#### [Records shown]
— START —

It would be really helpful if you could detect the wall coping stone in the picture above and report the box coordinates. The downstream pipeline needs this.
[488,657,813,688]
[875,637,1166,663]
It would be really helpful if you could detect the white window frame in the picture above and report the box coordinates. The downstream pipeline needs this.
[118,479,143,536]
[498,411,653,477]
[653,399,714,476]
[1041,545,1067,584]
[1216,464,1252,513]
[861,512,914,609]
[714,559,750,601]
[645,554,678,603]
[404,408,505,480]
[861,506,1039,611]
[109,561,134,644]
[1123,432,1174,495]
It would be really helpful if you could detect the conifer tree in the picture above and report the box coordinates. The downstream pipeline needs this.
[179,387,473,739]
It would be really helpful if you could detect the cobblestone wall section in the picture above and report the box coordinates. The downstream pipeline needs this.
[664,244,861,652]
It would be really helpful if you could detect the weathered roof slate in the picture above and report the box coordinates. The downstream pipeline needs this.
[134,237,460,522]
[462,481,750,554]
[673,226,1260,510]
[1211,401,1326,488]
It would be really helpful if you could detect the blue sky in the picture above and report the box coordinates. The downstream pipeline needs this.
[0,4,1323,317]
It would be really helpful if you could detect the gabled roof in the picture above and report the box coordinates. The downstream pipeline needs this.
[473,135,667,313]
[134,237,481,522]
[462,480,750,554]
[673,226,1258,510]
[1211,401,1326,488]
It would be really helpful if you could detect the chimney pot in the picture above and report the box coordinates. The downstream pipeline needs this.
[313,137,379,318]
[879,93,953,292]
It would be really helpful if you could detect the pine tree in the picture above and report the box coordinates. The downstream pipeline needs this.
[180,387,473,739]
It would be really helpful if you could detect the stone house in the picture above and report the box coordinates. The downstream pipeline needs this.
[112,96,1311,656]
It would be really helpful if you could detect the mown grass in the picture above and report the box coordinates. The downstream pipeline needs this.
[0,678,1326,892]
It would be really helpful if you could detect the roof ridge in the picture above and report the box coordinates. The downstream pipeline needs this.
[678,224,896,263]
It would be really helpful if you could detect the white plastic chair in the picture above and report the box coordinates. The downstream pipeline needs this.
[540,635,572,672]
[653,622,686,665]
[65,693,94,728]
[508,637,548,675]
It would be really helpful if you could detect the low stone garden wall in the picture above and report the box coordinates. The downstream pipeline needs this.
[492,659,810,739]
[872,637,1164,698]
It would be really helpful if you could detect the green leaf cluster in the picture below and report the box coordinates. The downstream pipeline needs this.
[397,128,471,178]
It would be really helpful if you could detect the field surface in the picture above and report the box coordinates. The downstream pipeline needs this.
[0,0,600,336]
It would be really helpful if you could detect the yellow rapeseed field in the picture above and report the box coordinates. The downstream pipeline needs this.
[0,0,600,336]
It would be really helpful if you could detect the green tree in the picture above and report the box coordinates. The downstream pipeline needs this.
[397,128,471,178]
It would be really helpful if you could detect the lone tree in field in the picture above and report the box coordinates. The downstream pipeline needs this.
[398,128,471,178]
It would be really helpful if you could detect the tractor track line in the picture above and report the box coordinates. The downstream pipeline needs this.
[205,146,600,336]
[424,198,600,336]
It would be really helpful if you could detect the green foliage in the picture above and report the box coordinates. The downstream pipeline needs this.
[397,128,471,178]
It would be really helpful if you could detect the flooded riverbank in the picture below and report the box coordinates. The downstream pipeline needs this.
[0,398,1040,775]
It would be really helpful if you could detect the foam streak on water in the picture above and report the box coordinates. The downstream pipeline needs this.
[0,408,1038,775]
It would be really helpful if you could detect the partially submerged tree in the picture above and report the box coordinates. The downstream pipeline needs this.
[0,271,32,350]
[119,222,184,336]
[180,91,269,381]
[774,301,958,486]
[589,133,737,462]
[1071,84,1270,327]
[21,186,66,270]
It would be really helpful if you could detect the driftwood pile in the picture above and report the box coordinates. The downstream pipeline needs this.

— END —

#### [Description of the task]
Copy out all of the data above again, word for word, keeping every line in its original order.

#### [Answer to the problem]
It would be really helpful if you could detect the wall coping stone in the picture above and report the box coordinates. The downstream pipeline needs this.
[488,657,813,688]
[875,637,1166,663]
It would be really helpful if you could detect the white window frame in the picture above and report the box coordinates. The downstream pipeline needs this.
[118,479,143,536]
[498,411,653,477]
[653,399,714,476]
[1041,545,1067,584]
[1216,464,1252,513]
[861,512,914,609]
[714,559,750,601]
[645,554,678,603]
[404,408,505,480]
[861,506,1039,611]
[109,561,134,644]
[1123,432,1174,495]
It would be really helpful if you could detect the conifer tree in the picture above and report the box coordinates. The downstream pipeline needs this.
[179,387,473,739]
It would be really helpful if you could detect the cobblestone wall section in the picture above and report the box coordinates. The downstream pipeline needs this.
[664,244,861,652]
It would be really helpful if you could detect the weathered roof slate in the picture above and report the box coordinates. The downstream pipeline needs this.
[134,237,460,522]
[462,481,750,554]
[673,226,1260,510]
[1211,401,1326,488]
It would be really helpful if you could detect the blue sky in the picture above and report the box coordinates. The downstream pipeline needs this.
[0,4,1323,317]
It would be really helpful if you could detect the gabled roof in the picture above and report the box coordinates. The downstream pipeline needs this.
[473,135,667,313]
[134,237,481,522]
[462,480,750,554]
[673,226,1258,510]
[1211,401,1326,488]
It would be really helpful if you could detect the chimney pot in the picture above and report the box coordinates. The downstream pipeline needs this.
[313,137,379,318]
[879,93,953,292]
It would be really helpful if you could detect the pine tree in the picture above and report the box coordinates. The downstream pipeline needs this.
[180,387,473,739]
It would be really helpful if you could detect the stone house in the picture above and report the box coordinates. The downstream pipeline needs this.
[112,96,1311,656]
It would be really helpful if you could detect the mown grass in the picture above and report the box coordinates. The downstream pipeline needs this.
[0,678,1326,892]
It would be really helpful if you could detect the roof ridge in the picture above and report the box coordinates. The downstream pipeline needs this.
[678,224,896,263]
It would be really helpful if you could detect the white plastic chair in the picture above and report the box coordinates. The downstream pipeline needs this.
[540,635,572,672]
[653,622,686,665]
[65,693,94,728]
[508,637,548,675]
It would be really helpful if you could detect the low stone garden wall in the picture above and report the box coordinates. The downstream pipeline needs this.
[492,659,810,739]
[872,637,1164,698]
It would be really helpful if you could detect the green leaf cluster in the picture below and report the box coordinates. The downstream pipeline needs this.
[397,128,471,178]
It would be really helpful if you could detect the field surface in the picture above and report the box coordinates. The downstream pipeline needs this.
[0,0,600,336]
It would be really helpful if you could detect the yellow rapeseed field in the picture above and report the box coordinates. The downstream pipeline needs this.
[0,0,600,336]
It would be really helpful if you could detect the green tree in the picture above and report the box coordinates. The downstream pipeline needs this.
[397,128,471,178]
It would be really helpful if you could detect the lone tree in field in the picture above and report the box coordinates. The downstream pipeline needs this.
[398,128,471,178]
It would be really helpful if you could detect the tractor track line in the picture above and report the box coordinates. The downstream pipeline needs this.
[205,146,600,336]
[424,198,600,336]
It would be really helpful if you could detect the green foliage in the picture above and report the box coordinates. The downstream pipeline needs this.
[397,128,471,178]
It would be really helpful if you could detect the flooded riverbank in the picture below and report the box coordinates. The downstream pipeline needs this.
[0,398,1040,775]
It would be really helpful if you could detect the foam streak on water in the picture above and report the box coordinates. The downstream pipeline needs this.
[0,408,1038,775]
It would be really helpful if you could detect the partially submerged tree in the picture above and report the box coordinates. The downstream pipeline needs this.
[0,271,32,350]
[119,222,184,336]
[180,91,269,381]
[774,301,958,486]
[589,133,737,462]
[1071,84,1270,327]
[21,186,66,270]
It would be really helpful if you could detect the driftwood pile in the picture above and report the box coordinates. The downstream pipeline needs this.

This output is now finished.